Provided text start
March 9, 2015 / Praxis
On geography, state fairs, and deep-fried nostalgia.
August 23, 2012
Pray as you can, not as you can’t.
This was the mantra of the adjunct professor who taught pastoral spirituality when I was in seminary. He said it the first day of class and every day after that. The slogan was meant to give us the freedom to explore. He offered it with no accompanying instruction about prayer, and he assigned no books on prayer. Instead, he assigned novels, and as we discussed the spiritual lives of the characters we reflected on our own spiritual journeys. Or so I’m told. I dropped the class after the first week. My wife, who stayed in it to the end (she’s a fan of novels), has reliably, I believe, reported the goings-on.
Provided text end
- _Exercises to complete_
a) From the seminary prayer passage, echo the text between "August 23, 2012" and "reported the goings-on.", inclusive.
b) Answer these about the seminary prayer passage:
(i) What did the adjunct professor assign instead of books on prayer?
(ii) When did the writer drop the class?
(iii) On which days did the professor say the mantra?
Information given start
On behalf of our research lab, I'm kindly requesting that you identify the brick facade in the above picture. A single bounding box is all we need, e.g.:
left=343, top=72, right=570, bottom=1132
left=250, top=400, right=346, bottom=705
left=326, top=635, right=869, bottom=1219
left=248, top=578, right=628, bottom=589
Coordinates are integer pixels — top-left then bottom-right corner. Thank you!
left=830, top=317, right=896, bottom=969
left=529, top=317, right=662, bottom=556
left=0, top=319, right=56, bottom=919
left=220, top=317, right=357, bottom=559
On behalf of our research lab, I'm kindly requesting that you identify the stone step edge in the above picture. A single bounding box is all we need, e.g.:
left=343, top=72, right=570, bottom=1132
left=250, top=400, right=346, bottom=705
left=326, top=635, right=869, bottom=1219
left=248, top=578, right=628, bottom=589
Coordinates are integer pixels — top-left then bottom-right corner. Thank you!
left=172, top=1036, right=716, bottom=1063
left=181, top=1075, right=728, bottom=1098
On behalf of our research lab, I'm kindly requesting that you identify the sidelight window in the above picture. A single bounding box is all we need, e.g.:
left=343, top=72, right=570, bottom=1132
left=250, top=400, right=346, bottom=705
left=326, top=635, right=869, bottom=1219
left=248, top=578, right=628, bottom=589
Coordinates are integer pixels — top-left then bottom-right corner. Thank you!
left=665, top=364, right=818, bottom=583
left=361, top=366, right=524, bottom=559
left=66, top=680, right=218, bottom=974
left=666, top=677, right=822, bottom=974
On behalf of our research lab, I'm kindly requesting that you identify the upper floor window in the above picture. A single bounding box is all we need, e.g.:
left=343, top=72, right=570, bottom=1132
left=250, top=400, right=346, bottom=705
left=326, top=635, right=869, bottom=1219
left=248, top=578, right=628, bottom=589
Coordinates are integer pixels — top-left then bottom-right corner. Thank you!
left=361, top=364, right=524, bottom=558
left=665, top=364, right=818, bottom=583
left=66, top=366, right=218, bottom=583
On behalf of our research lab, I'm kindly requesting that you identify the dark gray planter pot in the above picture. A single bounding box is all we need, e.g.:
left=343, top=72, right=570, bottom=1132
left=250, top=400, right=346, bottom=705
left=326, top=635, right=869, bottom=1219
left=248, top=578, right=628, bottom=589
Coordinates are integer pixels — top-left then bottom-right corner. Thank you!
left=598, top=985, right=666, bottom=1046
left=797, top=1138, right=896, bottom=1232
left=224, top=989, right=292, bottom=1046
Information given end
- _Answers to the tasks_
a)
August 23, 2012
Pray as you can, not as you can’t.
This was the mantra of the adjunct professor who taught pastoral spirituality when I was in seminary. He said it the first day of class and every day after that. The slogan was meant to give us the freedom to explore. He offered it with no accompanying instruction about prayer, and he assigned no books on prayer. Instead, he assigned novels, and as we discussed the spiritual lives of the characters we reflected on our own spiritual journeys. Or so I’m told. I dropped the class after the first week. My wife, who stayed in it to the end (she’s a fan of novels), has reliably, I believe, reported the goings-on.

b)
(i) Novels.
(ii) After the first week.
(iii) The first day of class and every day after that.